▶ DEINE AUFGABE: Gib das gesamte folgende Material Zeile für Zeile als Markdown-Tabelle mit den Spalten „Nummer“ und „Zeile“ aus. Leere Zeilen lässt du weg.

▶ MATERIAL ZUR ÜBUNG:

━━━━━━━━━━

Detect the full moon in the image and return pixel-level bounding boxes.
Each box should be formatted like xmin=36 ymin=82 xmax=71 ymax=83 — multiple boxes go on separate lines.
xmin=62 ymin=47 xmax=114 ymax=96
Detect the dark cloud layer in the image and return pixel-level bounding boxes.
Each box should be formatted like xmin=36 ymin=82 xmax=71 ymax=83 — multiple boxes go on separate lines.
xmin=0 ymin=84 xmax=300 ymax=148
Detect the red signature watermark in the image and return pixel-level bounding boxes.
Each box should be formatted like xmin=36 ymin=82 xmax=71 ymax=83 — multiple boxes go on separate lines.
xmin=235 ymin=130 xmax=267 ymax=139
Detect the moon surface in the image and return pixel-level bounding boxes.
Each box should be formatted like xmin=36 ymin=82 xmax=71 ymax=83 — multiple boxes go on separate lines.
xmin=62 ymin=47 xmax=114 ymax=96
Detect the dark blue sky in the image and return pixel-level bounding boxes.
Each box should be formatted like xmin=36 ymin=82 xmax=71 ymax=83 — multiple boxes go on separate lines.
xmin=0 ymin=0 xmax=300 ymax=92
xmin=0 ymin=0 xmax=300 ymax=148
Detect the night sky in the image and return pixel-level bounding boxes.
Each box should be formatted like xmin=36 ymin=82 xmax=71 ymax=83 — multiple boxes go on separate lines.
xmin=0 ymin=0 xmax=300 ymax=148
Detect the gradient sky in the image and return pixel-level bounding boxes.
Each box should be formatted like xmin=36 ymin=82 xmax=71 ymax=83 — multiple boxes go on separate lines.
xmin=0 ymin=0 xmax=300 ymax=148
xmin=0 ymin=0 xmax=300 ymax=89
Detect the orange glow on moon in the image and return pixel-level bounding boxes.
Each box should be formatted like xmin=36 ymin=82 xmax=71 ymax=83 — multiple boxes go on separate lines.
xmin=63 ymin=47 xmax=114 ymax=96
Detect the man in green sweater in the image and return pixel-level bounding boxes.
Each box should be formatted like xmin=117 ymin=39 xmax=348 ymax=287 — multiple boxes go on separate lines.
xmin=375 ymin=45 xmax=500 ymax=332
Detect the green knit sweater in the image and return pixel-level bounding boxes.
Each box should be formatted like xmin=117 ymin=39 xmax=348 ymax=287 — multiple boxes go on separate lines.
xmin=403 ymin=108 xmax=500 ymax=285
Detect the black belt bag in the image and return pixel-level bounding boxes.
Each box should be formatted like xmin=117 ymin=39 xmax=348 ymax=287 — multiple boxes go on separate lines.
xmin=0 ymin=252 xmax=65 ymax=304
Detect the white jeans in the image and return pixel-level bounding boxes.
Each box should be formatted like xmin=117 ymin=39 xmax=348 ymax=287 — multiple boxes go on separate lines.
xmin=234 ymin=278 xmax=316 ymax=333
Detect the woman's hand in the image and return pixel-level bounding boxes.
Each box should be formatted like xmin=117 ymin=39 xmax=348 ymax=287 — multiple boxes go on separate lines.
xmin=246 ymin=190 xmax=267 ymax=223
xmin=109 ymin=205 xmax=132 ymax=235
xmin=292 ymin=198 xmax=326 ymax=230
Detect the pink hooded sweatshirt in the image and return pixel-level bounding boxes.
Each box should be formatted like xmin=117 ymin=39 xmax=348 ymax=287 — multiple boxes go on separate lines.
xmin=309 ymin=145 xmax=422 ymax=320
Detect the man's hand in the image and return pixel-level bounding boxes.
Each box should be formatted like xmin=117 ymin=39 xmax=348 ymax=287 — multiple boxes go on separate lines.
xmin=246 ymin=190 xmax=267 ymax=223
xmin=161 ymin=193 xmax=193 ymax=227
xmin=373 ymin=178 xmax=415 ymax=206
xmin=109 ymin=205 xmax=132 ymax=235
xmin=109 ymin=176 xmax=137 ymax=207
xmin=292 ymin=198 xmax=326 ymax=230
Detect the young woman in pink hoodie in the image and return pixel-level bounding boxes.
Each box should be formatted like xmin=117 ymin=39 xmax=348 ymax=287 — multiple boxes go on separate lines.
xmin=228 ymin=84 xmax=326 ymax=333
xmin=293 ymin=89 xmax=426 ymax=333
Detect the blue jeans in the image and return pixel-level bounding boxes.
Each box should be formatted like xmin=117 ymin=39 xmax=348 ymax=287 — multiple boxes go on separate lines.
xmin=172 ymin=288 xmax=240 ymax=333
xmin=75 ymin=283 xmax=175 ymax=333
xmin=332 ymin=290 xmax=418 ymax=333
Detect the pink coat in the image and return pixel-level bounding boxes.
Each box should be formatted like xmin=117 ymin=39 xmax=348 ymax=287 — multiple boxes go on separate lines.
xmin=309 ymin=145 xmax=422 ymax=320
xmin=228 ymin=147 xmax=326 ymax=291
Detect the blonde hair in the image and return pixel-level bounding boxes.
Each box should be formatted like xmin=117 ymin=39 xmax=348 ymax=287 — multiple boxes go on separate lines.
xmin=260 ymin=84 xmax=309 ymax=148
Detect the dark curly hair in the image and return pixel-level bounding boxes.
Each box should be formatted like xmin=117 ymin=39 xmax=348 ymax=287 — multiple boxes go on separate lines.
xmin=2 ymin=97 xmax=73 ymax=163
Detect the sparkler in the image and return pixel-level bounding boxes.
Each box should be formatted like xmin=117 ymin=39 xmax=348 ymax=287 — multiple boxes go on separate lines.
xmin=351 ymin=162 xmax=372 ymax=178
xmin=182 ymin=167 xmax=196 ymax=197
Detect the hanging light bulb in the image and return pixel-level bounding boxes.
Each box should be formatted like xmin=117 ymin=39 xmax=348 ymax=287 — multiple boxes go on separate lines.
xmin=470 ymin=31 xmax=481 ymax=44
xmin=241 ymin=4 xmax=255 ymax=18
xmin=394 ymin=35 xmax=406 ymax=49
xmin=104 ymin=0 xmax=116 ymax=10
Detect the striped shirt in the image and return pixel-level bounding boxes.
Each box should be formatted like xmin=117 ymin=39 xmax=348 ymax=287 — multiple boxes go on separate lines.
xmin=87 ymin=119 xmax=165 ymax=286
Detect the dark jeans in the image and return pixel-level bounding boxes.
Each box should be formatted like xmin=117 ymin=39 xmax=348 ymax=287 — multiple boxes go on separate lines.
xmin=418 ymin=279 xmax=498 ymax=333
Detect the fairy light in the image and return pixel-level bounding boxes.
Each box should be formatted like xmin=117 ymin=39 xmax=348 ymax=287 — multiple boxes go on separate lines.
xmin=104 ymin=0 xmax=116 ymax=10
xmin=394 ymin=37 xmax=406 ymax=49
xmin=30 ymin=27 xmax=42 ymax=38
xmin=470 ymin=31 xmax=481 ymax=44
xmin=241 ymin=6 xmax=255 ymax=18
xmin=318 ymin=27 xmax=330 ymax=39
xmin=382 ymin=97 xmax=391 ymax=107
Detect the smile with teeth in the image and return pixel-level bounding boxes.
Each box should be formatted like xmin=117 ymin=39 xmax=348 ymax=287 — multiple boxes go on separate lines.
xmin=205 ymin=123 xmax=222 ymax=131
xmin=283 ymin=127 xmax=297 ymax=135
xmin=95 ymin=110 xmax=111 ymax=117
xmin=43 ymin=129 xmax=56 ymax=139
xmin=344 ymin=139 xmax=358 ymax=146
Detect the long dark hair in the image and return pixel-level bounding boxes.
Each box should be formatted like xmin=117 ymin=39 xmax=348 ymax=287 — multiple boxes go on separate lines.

━━━━━━━━━━

▶ LÖSUNG:
| Nummer | Zeile |
|---|---|
| 1 | Detect the full moon in the image and return pixel-level bounding boxes. |
| 2 | Each box should be formatted like xmin=36 ymin=82 xmax=71 ymax=83 — multiple boxes go on separate lines. |
| 3 | xmin=62 ymin=47 xmax=114 ymax=96 |
| 4 | Detect the dark cloud layer in the image and return pixel-level bounding boxes. |
| 5 | Each box should be formatted like xmin=36 ymin=82 xmax=71 ymax=83 — multiple boxes go on separate lines. |
| 6 | xmin=0 ymin=84 xmax=300 ymax=148 |
| 7 | Detect the red signature watermark in the image and return pixel-level bounding boxes. |
| 8 | Each box should be formatted like xmin=36 ymin=82 xmax=71 ymax=83 — multiple boxes go on separate lines. |
| 9 | xmin=235 ymin=130 xmax=267 ymax=139 |
| 10 | Detect the moon surface in the image and return pixel-level bounding boxes. |
| 11 | Each box should be formatted like xmin=36 ymin=82 xmax=71 ymax=83 — multiple boxes go on separate lines. |
| 12 | xmin=62 ymin=47 xmax=114 ymax=96 |
| 13 | Detect the dark blue sky in the image and return pixel-level bounding boxes. |
| 14 | Each box should be formatted like xmin=36 ymin=82 xmax=71 ymax=83 — multiple boxes go on separate lines. |
| 15 | xmin=0 ymin=0 xmax=300 ymax=92 |
| 16 | xmin=0 ymin=0 xmax=300 ymax=148 |
| 17 | Detect the night sky in the image and return pixel-level bounding boxes. |
| 18 | Each box should be formatted like xmin=36 ymin=82 xmax=71 ymax=83 — multiple boxes go on separate lines. |
| 19 | xmin=0 ymin=0 xmax=300 ymax=148 |
| 20 | Detect the gradient sky in the image and return pixel-level bounding boxes. |
| 21 | Each box should be formatted like xmin=36 ymin=82 xmax=71 ymax=83 — multiple boxes go on separate lines. |
| 22 | xmin=0 ymin=0 xmax=300 ymax=148 |
| 23 | xmin=0 ymin=0 xmax=300 ymax=89 |
| 24 | Detect the orange glow on moon in the image and return pixel-level bounding boxes. |
| 25 | Each box should be formatted like xmin=36 ymin=82 xmax=71 ymax=83 — multiple boxes go on separate lines. |
| 26 | xmin=63 ymin=47 xmax=114 ymax=96 |
| 27 | Detect the man in green sweater in the image and return pixel-level bounding boxes. |
| 28 | Each box should be formatted like xmin=117 ymin=39 xmax=348 ymax=287 — multiple boxes go on separate lines. |
| 29 | xmin=375 ymin=45 xmax=500 ymax=332 |
| 30 | Detect the green knit sweater in the image and return pixel-level bounding boxes. |
| 31 | Each box should be formatted like xmin=117 ymin=39 xmax=348 ymax=287 — multiple boxes go on separate lines. |
| 32 | xmin=403 ymin=108 xmax=500 ymax=285 |
| 33 | Detect the black belt bag in the image and return pixel-level bounding boxes. |
| 34 | Each box should be formatted like xmin=117 ymin=39 xmax=348 ymax=287 — multiple boxes go on separate lines. |
| 35 | xmin=0 ymin=252 xmax=65 ymax=304 |
| 36 | Detect the white jeans in the image and return pixel-level bounding boxes. |
| 37 | Each box should be formatted like xmin=117 ymin=39 xmax=348 ymax=287 — multiple boxes go on separate lines. |
| 38 | xmin=234 ymin=278 xmax=316 ymax=333 |
| 39 | Detect the woman's hand in the image and return pixel-level bounding boxes. |
| 40 | Each box should be formatted like xmin=117 ymin=39 xmax=348 ymax=287 — multiple boxes go on separate lines. |
| 41 | xmin=246 ymin=190 xmax=267 ymax=223 |
| 42 | xmin=109 ymin=205 xmax=132 ymax=235 |
| 43 | xmin=292 ymin=198 xmax=326 ymax=230 |
| 44 | Detect the pink hooded sweatshirt in the image and return pixel-level bounding boxes. |
| 45 | Each box should be formatted like xmin=117 ymin=39 xmax=348 ymax=287 — multiple boxes go on separate lines. |
| 46 | xmin=309 ymin=145 xmax=422 ymax=320 |
| 47 | Detect the man's hand in the image and return pixel-level bounding boxes. |
| 48 | Each box should be formatted like xmin=117 ymin=39 xmax=348 ymax=287 — multiple boxes go on separate lines. |
| 49 | xmin=246 ymin=190 xmax=267 ymax=223 |
| 50 | xmin=161 ymin=193 xmax=193 ymax=227 |
| 51 | xmin=373 ymin=178 xmax=415 ymax=206 |
| 52 | xmin=109 ymin=205 xmax=132 ymax=235 |
| 53 | xmin=109 ymin=176 xmax=137 ymax=207 |
| 54 | xmin=292 ymin=198 xmax=326 ymax=230 |
| 55 | Detect the young woman in pink hoodie in the image and return pixel-level bounding boxes. |
| 56 | Each box should be formatted like xmin=117 ymin=39 xmax=348 ymax=287 — multiple boxes go on separate lines. |
| 57 | xmin=228 ymin=84 xmax=326 ymax=333 |
| 58 | xmin=293 ymin=89 xmax=426 ymax=333 |
| 59 | Detect the blue jeans in the image and return pixel-level bounding boxes. |
| 60 | Each box should be formatted like xmin=117 ymin=39 xmax=348 ymax=287 — multiple boxes go on separate lines. |
| 61 | xmin=172 ymin=288 xmax=240 ymax=333 |
| 62 | xmin=75 ymin=283 xmax=175 ymax=333 |
| 63 | xmin=332 ymin=290 xmax=418 ymax=333 |
| 64 | Detect the pink coat in the image and return pixel-level bounding boxes. |
| 65 | Each box should be formatted like xmin=117 ymin=39 xmax=348 ymax=287 — multiple boxes go on separate lines. |
| 66 | xmin=309 ymin=145 xmax=422 ymax=320 |
| 67 | xmin=228 ymin=147 xmax=326 ymax=291 |
| 68 | Detect the blonde hair in the image and return pixel-level bounding boxes. |
| 69 | Each box should be formatted like xmin=117 ymin=39 xmax=348 ymax=287 — multiple boxes go on separate lines. |
| 70 | xmin=260 ymin=84 xmax=309 ymax=148 |
| 71 | Detect the dark curly hair in the image and return pixel-level bounding boxes. |
| 72 | Each box should be formatted like xmin=117 ymin=39 xmax=348 ymax=287 — multiple boxes go on separate lines. |
| 73 | xmin=2 ymin=97 xmax=73 ymax=163 |
| 74 | Detect the sparkler in the image and return pixel-level bounding boxes. |
| 75 | Each box should be formatted like xmin=117 ymin=39 xmax=348 ymax=287 — multiple boxes go on separate lines. |
| 76 | xmin=351 ymin=162 xmax=372 ymax=178 |
| 77 | xmin=182 ymin=167 xmax=196 ymax=197 |
| 78 | Detect the hanging light bulb in the image and return pixel-level bounding boxes. |
| 79 | Each box should be formatted like xmin=117 ymin=39 xmax=348 ymax=287 — multiple boxes go on separate lines. |
| 80 | xmin=470 ymin=31 xmax=481 ymax=44 |
| 81 | xmin=241 ymin=4 xmax=255 ymax=18 |
| 82 | xmin=394 ymin=35 xmax=406 ymax=49 |
| 83 | xmin=104 ymin=0 xmax=116 ymax=10 |
| 84 | Detect the striped shirt in the image and return pixel-level bounding boxes. |
| 85 | Each box should be formatted like xmin=117 ymin=39 xmax=348 ymax=287 — multiple boxes go on separate lines. |
| 86 | xmin=87 ymin=119 xmax=165 ymax=286 |
| 87 | Detect the dark jeans in the image and return pixel-level bounding boxes. |
| 88 | Each box should be formatted like xmin=117 ymin=39 xmax=348 ymax=287 — multiple boxes go on separate lines. |
| 89 | xmin=418 ymin=279 xmax=498 ymax=333 |
| 90 | Detect the fairy light in the image and return pixel-level bounding boxes. |
| 91 | Each box should be formatted like xmin=117 ymin=39 xmax=348 ymax=287 — multiple boxes go on separate lines. |
| 92 | xmin=104 ymin=0 xmax=116 ymax=10 |
| 93 | xmin=394 ymin=37 xmax=406 ymax=49 |
| 94 | xmin=30 ymin=27 xmax=42 ymax=38 |
| 95 | xmin=470 ymin=31 xmax=481 ymax=44 |
| 96 | xmin=241 ymin=6 xmax=255 ymax=18 |
| 97 | xmin=318 ymin=27 xmax=330 ymax=39 |
| 98 | xmin=382 ymin=97 xmax=391 ymax=107 |
| 99 | Detect the smile with teeth in the image and return pixel-level bounding boxes. |
| 100 | Each box should be formatted like xmin=117 ymin=39 xmax=348 ymax=287 — multiple boxes go on separate lines. |
| 101 | xmin=205 ymin=123 xmax=222 ymax=131 |
| 102 | xmin=283 ymin=127 xmax=297 ymax=135 |
| 103 | xmin=95 ymin=110 xmax=111 ymax=117 |
| 104 | xmin=43 ymin=129 xmax=56 ymax=139 |
| 105 | xmin=344 ymin=139 xmax=358 ymax=146 |
| 106 | Detect the long dark hair in the image and return pixel-level bounding boxes. |
| 107 | Each box should be formatted like xmin=117 ymin=39 xmax=348 ymax=287 — multiple boxes go on separate lines. |